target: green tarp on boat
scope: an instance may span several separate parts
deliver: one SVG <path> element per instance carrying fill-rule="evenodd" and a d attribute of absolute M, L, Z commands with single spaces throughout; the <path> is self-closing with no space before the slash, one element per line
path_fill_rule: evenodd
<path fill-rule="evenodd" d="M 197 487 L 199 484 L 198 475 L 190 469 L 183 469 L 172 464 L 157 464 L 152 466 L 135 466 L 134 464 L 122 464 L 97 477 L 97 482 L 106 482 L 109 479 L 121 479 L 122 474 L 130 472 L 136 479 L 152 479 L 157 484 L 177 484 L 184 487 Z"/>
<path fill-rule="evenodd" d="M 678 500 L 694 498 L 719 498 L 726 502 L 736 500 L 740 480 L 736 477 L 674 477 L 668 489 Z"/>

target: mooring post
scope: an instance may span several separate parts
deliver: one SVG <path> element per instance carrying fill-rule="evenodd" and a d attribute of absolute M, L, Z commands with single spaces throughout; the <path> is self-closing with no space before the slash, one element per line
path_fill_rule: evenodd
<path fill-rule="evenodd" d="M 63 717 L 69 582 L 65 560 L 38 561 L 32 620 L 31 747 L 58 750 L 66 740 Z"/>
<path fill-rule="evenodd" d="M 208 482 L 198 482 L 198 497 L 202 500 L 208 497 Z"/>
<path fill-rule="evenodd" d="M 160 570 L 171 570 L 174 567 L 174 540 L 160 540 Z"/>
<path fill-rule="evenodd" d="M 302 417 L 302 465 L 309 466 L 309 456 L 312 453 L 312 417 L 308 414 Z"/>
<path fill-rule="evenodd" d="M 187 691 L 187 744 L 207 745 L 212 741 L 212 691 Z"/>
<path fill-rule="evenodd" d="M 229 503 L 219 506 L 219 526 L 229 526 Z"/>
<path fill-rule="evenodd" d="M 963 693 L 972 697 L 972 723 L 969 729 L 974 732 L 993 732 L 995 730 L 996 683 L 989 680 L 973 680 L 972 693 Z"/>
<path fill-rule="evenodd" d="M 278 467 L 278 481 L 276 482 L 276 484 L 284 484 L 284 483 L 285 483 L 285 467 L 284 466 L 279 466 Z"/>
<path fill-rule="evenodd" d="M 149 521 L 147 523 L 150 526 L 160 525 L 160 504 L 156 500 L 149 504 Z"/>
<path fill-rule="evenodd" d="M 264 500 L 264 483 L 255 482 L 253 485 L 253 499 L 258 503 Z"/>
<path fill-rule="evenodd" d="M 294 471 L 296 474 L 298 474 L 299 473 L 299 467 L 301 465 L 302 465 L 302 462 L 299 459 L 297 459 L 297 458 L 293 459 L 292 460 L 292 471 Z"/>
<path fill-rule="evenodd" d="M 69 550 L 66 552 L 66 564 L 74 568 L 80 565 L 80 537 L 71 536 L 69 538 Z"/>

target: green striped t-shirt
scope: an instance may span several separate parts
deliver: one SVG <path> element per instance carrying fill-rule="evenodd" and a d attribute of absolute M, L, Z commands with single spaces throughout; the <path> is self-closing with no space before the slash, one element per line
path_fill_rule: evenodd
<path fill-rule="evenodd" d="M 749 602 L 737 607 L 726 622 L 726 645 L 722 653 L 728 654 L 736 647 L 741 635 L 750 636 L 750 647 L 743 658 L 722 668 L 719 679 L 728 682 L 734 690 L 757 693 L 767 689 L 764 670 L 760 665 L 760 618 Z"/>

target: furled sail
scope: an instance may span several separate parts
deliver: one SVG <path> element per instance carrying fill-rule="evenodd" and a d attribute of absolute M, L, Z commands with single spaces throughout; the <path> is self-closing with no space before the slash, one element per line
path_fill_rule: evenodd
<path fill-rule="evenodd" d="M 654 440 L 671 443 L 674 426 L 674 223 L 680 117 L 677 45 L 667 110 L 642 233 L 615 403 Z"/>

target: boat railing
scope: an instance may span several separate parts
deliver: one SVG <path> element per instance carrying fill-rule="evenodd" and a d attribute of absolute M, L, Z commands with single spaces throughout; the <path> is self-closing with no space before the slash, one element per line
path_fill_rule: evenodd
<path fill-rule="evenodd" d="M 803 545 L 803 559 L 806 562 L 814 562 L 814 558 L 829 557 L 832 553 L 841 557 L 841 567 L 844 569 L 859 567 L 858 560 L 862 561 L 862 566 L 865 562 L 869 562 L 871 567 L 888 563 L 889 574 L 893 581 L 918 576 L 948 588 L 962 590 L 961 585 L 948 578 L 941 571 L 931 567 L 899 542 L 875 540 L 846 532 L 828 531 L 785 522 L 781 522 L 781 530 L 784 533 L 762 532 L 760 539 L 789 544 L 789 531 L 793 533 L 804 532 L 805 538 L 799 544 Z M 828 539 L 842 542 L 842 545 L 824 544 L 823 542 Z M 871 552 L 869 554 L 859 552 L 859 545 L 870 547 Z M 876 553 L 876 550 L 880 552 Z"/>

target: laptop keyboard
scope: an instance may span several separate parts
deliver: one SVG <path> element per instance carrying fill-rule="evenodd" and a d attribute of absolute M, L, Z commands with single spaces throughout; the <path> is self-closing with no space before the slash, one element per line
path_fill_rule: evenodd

§ §

### [EXERCISE DETAILS]
Retype the records, line for line.

### [TASK ANSWER]
target: green tarp on boat
scope: an instance may span several separate parts
deliver: one SVG <path> element per instance carrying fill-rule="evenodd" and a d attribute of absolute M, L, Z commands with single spaces throughout; the <path> is self-closing with no space before the slash, one element per line
path_fill_rule: evenodd
<path fill-rule="evenodd" d="M 197 487 L 199 484 L 198 475 L 190 469 L 183 469 L 172 464 L 157 464 L 152 466 L 135 466 L 134 464 L 122 464 L 97 477 L 97 482 L 106 482 L 109 479 L 121 479 L 122 474 L 130 472 L 136 479 L 152 479 L 157 484 L 177 484 L 184 487 Z"/>
<path fill-rule="evenodd" d="M 678 500 L 694 498 L 719 498 L 726 502 L 736 500 L 740 480 L 736 477 L 674 477 L 668 489 Z"/>

target: mooring post
scope: an instance may span several separate parts
deliver: one SVG <path> element per instance carrying fill-rule="evenodd" and a d attribute of absolute M, L, Z commands with single spaces throughout; the <path> is self-closing with no space before the slash, one element per line
path_fill_rule: evenodd
<path fill-rule="evenodd" d="M 63 717 L 69 582 L 65 560 L 38 561 L 32 620 L 31 747 L 58 750 L 66 740 Z"/>
<path fill-rule="evenodd" d="M 208 482 L 198 482 L 198 497 L 202 500 L 208 497 Z"/>
<path fill-rule="evenodd" d="M 160 570 L 171 570 L 174 567 L 174 540 L 160 540 Z"/>
<path fill-rule="evenodd" d="M 302 417 L 302 465 L 309 466 L 309 456 L 312 453 L 312 417 L 308 414 Z"/>
<path fill-rule="evenodd" d="M 187 691 L 187 744 L 207 745 L 212 741 L 212 691 Z"/>
<path fill-rule="evenodd" d="M 229 503 L 219 506 L 219 526 L 229 526 Z"/>
<path fill-rule="evenodd" d="M 963 693 L 972 697 L 972 723 L 969 729 L 974 732 L 993 732 L 995 730 L 996 683 L 989 680 L 973 680 L 972 693 Z"/>
<path fill-rule="evenodd" d="M 278 467 L 278 481 L 276 482 L 276 484 L 284 484 L 284 483 L 285 483 L 285 467 L 284 466 L 279 466 Z"/>
<path fill-rule="evenodd" d="M 149 521 L 147 523 L 150 526 L 160 525 L 160 504 L 156 500 L 149 504 Z"/>
<path fill-rule="evenodd" d="M 264 500 L 264 483 L 255 482 L 253 485 L 253 499 L 258 503 Z"/>
<path fill-rule="evenodd" d="M 294 471 L 296 474 L 298 474 L 299 473 L 299 467 L 301 465 L 302 465 L 302 462 L 299 459 L 297 459 L 297 458 L 293 459 L 292 460 L 292 471 Z"/>
<path fill-rule="evenodd" d="M 69 550 L 66 552 L 66 564 L 74 568 L 80 565 L 80 537 L 71 536 L 69 538 Z"/>

target: green striped t-shirt
scope: an instance may span several separate parts
deliver: one SVG <path> element per instance carrying fill-rule="evenodd" and a d attribute of absolute M, L, Z commands with single spaces throughout; the <path> is self-closing with no space before the slash, one element per line
path_fill_rule: evenodd
<path fill-rule="evenodd" d="M 749 602 L 737 607 L 726 622 L 726 645 L 722 653 L 728 654 L 736 647 L 741 635 L 750 636 L 750 647 L 743 658 L 722 668 L 719 679 L 728 682 L 734 690 L 757 693 L 767 689 L 764 670 L 760 665 L 760 618 Z"/>

target: furled sail
scope: an instance may span several separate parts
deliver: one SVG <path> element per instance carrying fill-rule="evenodd" and a d attribute of absolute M, L, Z commands with single spaces throughout; the <path> is self-closing with no space before the slash, one element per line
path_fill_rule: evenodd
<path fill-rule="evenodd" d="M 654 440 L 671 443 L 674 426 L 674 223 L 680 117 L 677 45 L 667 110 L 642 233 L 615 403 Z"/>

target: boat railing
scope: an instance may span several separate parts
deliver: one SVG <path> element per instance carrying fill-rule="evenodd" and a d attribute of absolute M, L, Z commands with single spaces throughout; the <path> is self-closing with no space before the slash, one element per line
path_fill_rule: evenodd
<path fill-rule="evenodd" d="M 803 545 L 803 559 L 806 562 L 814 562 L 814 558 L 829 557 L 832 553 L 841 557 L 841 567 L 844 569 L 859 567 L 858 560 L 862 561 L 862 566 L 865 562 L 869 562 L 871 567 L 888 563 L 889 574 L 893 581 L 918 576 L 948 588 L 962 590 L 961 585 L 948 578 L 941 571 L 931 567 L 899 542 L 875 540 L 846 532 L 828 531 L 785 522 L 781 522 L 781 530 L 784 533 L 762 532 L 760 539 L 789 544 L 789 531 L 793 533 L 804 532 L 805 538 L 799 544 Z M 828 539 L 842 542 L 842 545 L 824 544 L 823 542 Z M 871 552 L 869 554 L 859 552 L 859 545 L 870 547 Z M 876 553 L 876 550 L 880 552 Z"/>

target: laptop keyboard
scope: an instance may span several separate parts
deliver: one SVG <path> element per instance carrying fill-rule="evenodd" and a d attribute of absolute M, L, Z commands with single spaces throughout; the <path> is self-closing with no space before the slash, one element per line
path_fill_rule: evenodd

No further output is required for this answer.